**Given records**

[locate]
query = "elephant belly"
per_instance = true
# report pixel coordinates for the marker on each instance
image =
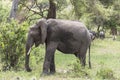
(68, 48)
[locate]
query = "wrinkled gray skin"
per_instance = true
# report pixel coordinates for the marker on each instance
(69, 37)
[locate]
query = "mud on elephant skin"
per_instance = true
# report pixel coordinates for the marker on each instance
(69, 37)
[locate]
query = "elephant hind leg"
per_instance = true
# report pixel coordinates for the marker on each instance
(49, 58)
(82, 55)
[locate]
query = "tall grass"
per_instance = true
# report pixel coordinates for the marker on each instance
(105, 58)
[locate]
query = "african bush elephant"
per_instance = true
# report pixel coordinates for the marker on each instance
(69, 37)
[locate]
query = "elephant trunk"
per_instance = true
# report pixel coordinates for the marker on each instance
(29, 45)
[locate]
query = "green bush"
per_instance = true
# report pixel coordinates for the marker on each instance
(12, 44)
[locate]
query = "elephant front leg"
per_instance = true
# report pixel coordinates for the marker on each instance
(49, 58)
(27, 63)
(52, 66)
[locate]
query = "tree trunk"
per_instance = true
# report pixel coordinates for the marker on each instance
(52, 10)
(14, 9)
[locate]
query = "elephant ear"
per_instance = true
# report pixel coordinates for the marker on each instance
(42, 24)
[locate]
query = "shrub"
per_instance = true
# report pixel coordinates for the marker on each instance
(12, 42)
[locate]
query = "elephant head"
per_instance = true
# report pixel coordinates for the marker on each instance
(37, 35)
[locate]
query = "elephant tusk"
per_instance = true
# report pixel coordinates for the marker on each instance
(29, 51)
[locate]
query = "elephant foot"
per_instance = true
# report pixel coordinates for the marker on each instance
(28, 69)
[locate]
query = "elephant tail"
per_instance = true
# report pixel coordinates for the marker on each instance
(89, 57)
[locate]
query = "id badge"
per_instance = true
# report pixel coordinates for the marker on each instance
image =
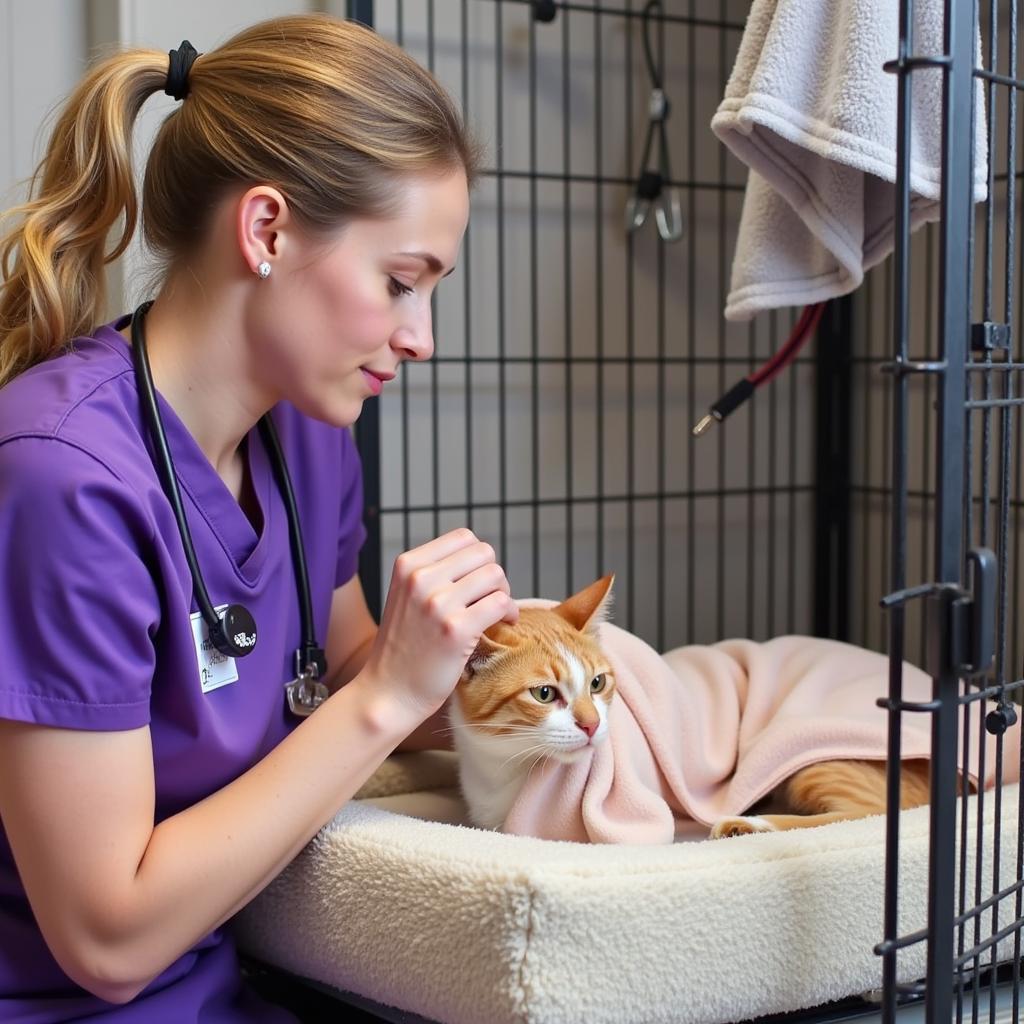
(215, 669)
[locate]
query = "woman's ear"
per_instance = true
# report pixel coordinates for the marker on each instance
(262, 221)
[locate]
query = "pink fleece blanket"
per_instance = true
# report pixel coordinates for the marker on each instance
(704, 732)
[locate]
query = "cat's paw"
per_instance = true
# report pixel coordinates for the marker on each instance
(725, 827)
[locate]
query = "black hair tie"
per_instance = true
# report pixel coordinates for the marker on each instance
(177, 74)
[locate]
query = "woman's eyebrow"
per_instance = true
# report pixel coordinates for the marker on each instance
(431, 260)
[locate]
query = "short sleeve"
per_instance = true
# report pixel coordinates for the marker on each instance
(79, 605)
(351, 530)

**Assigned task**
An exact copy of every line above is needed, without the images.

**Solved exercise**
[locate]
query = "elephant belly"
per_instance = true
# report pixel coordinates for the marker on each instance
image =
(68, 48)
[locate]
query = "wrinkled gray skin"
per_instance = true
# report pixel coordinates for the marker on each instance
(69, 37)
[locate]
query = "mud on elephant skin"
per_instance = true
# report pixel coordinates for the marker on each instance
(69, 37)
[locate]
query = "elephant hind leg"
per_instance = true
# report pixel coordinates for the marker on each instance
(49, 58)
(82, 55)
[locate]
query = "tall grass"
per_instance = true
# report pixel coordinates for the marker on each instance
(105, 58)
[locate]
query = "african bush elephant"
per_instance = true
# report pixel coordinates for the marker on each instance
(69, 37)
[locate]
query = "elephant trunk"
per_instance = true
# report pixel coordinates for the marker on each instance
(29, 45)
[locate]
query = "green bush"
per_instance = true
# report pixel coordinates for the marker on each instance
(12, 44)
[locate]
query = "elephant front leg"
per_instance = true
# report pixel coordinates for the marker on each instance
(49, 58)
(27, 63)
(52, 66)
[locate]
query = "tree trunk"
per_instance = true
# report pixel coordinates for the marker on each instance
(52, 10)
(14, 9)
[locate]
query = "elephant ear"
per_instance = true
# report pixel coordinates for the marker on each instance
(42, 24)
[locate]
query = "shrub"
per_instance = true
# report pixel coordinates for the marker on each instance
(12, 42)
[locate]
query = "elephant head"
per_instance = true
# report pixel coordinates for the marker on each instance
(37, 35)
[locate]
query = "elephant tusk"
per_instance = true
# report pixel coordinates for the marker on each instance
(29, 51)
[locate]
query = "elephant foot"
per_instance = true
# report pixel coordinates for the marker on each instance
(28, 69)
[locate]
query = "elephant tail"
per_instance = true
# report pixel coordinates for the marker on each instance
(89, 57)
[locate]
query = "id badge"
per_instance = true
# report pixel coordinates for the marker on each instance
image =
(215, 669)
[locate]
query = "woman's ear"
per_instance = true
# report pixel coordinates for the marker on each instance
(262, 221)
[locate]
query = "pink fleece blanket"
per_instance = true
# report pixel coordinates for the marker on each instance
(704, 732)
[locate]
query = "cat's paw"
per_instance = true
# report pixel coordinates for the marker on each instance
(725, 827)
[locate]
query = "black hair tie"
per_instance = true
# report pixel coordinates for the marker on each instance
(177, 74)
[locate]
query = "woman's eyebrow"
per_instance = true
# report pixel coordinates for the marker on each instance
(431, 260)
[locate]
query = "short sleeve"
per_instance = true
# report pixel coordinates for the marker on each instance
(79, 605)
(351, 530)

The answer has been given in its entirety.